PROBLEM DETAILS :: Transcribe the part of the Shady stat blocks between "Bardic Inspiration d8" and "attack*, +d8 Blade Flourish**)", inclusive.

SHADY: Rogue (Swashbuckler) 10
AC 17; hp 74
Speed: 30′, x2 w/ Feline Agility
Initiative: +8

Str 10, Dex 20, Con 14, Int 10, Wis 12, Cha 16
Saves: Dex +9, Int +4
Acrobatics +9, Animal Handling +1, Arcana +0, Athletics +8, Deception +3, History +0, Insight +1, Intimidation +7, Investigation +4, Medicine +1, Nature +0, Perception +9, Performance +3, Persuasion +11, Religion +0, Sleight of Hand +9, Stealth +13, Survival +1
Prof: Concertina, Dice Set, Thieves’ Tools

Cunning Action, Evasion, Fancy Footwork, Panache, Rakish Audacity, Sneak Attack +5d6, Uncanny Dodge

Crescent Moon: +10 to hit, 1d8+6 piercing (+5d6 sneak attack*)
Cutlass (off-hand): +9 to hit, 1d6 slashing
[average combined DPR 31.5]
Pistol: +9 to hit, 1d10+5 piercing (+5d6 sneak attack*) [average DPR 28]

*Sneak attack can only apply once per turn.

—–

SHADY: Rogue (Swashbuckler) 5/Bard (College of Swords) 5
AC 17 (+d8 Blade Flourish**); hp 74
Speed: 30′, 40′ w/ attack action (Blade Flourish), x2 w/ Feline Agility
Initiative: +9

Str 10, Dex 20, Con 14, Int 10, Wis 12, Cha 14
Saves: Dex +9, Int +4
Acrobatics +9, Animal Handling +3, Arcana +2, Athletics +8, Deception +6, History +2, Insight +3, Intimidation +6, Investigation +4, Medicine +3, Nature +2, Perception +9, Performance +4, Persuasion +10, Religion +2, Sleight of Hand +9, Stealth +13, Survival +3
Prof: Concertina, Dice Set, Navigator’s Tools, Thieves’ Tools

Bardic Inspiration d8 (2/short or long rest), Blade Flourish, Cunning Action, Fancy Footwork, Fighting Style (Two-Weapon Fighting), Jack of All Trades, Rakish Audacity, Sneak Attack +3d6, Song of Rest (d6), Uncanny Dodge

Spells: 0-level—Friendship, Mage Hand, Vicious Mockery; 1—level (4 slots)—Charm Person, Healing Word, Heroism, Longstrider, Sleep; 2-level (3 slots)—Blindness/Deafness, Enthrall; 3-level (2 slots)—Stinking Cloud

Crescent Moon: +10 to hit, 1d8+6 piercing (+3d6 sneak attack*, +d8 Blade Flourish**)
Cutlass (off-hand): +9 to hit, 1d6+5 slashing
[average combined DPR 34]
Pistol: +9 to hit, 1d10+5 piercing (+3d6 sneak attack*) [average DPR 21]

*Sneak attack can only apply once per turn.

LISTED ENTRIES ::
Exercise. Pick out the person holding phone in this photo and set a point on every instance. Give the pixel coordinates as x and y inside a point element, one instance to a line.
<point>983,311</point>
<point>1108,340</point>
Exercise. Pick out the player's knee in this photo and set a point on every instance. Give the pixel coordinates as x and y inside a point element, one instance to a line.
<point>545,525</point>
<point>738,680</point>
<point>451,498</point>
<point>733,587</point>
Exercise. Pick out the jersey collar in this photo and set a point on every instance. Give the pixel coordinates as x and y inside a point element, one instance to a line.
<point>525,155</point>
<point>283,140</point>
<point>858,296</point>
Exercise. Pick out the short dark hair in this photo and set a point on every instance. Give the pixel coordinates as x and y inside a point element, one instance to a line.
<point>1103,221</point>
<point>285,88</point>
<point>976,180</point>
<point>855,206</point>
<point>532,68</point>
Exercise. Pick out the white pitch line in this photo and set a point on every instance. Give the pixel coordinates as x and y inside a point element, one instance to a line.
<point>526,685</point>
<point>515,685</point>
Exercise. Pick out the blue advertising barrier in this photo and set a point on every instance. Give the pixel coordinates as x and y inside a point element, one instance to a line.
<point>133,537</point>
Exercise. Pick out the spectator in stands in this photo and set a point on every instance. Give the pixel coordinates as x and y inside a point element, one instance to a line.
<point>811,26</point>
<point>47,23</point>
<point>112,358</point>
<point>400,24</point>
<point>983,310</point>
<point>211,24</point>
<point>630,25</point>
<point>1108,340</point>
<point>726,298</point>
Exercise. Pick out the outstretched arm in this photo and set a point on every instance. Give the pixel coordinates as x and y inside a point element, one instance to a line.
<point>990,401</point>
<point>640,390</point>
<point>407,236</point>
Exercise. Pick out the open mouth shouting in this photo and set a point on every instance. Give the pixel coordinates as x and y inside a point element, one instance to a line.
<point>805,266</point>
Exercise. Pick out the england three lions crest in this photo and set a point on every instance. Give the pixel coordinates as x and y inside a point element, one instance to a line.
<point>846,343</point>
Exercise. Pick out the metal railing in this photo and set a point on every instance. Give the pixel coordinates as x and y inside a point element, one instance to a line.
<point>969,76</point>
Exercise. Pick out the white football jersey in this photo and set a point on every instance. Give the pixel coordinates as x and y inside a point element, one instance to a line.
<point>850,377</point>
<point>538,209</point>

RESULT FOR THIS EXERCISE ::
Bardic Inspiration d8 (2/short or long rest), Blade Flourish, Cunning Action, Fancy Footwork, Fighting Style (Two-Weapon Fighting), Jack of All Trades, Rakish Audacity, Sneak Attack +3d6, Song of Rest (d6), Uncanny Dodge

Spells: 0-level—Friendship, Mage Hand, Vicious Mockery; 1—level (4 slots)—Charm Person, Healing Word, Heroism, Longstrider, Sleep; 2-level (3 slots)—Blindness/Deafness, Enthrall; 3-level (2 slots)—Stinking Cloud

Crescent Moon: +10 to hit, 1d8+6 piercing (+3d6 sneak attack*, +d8 Blade Flourish**)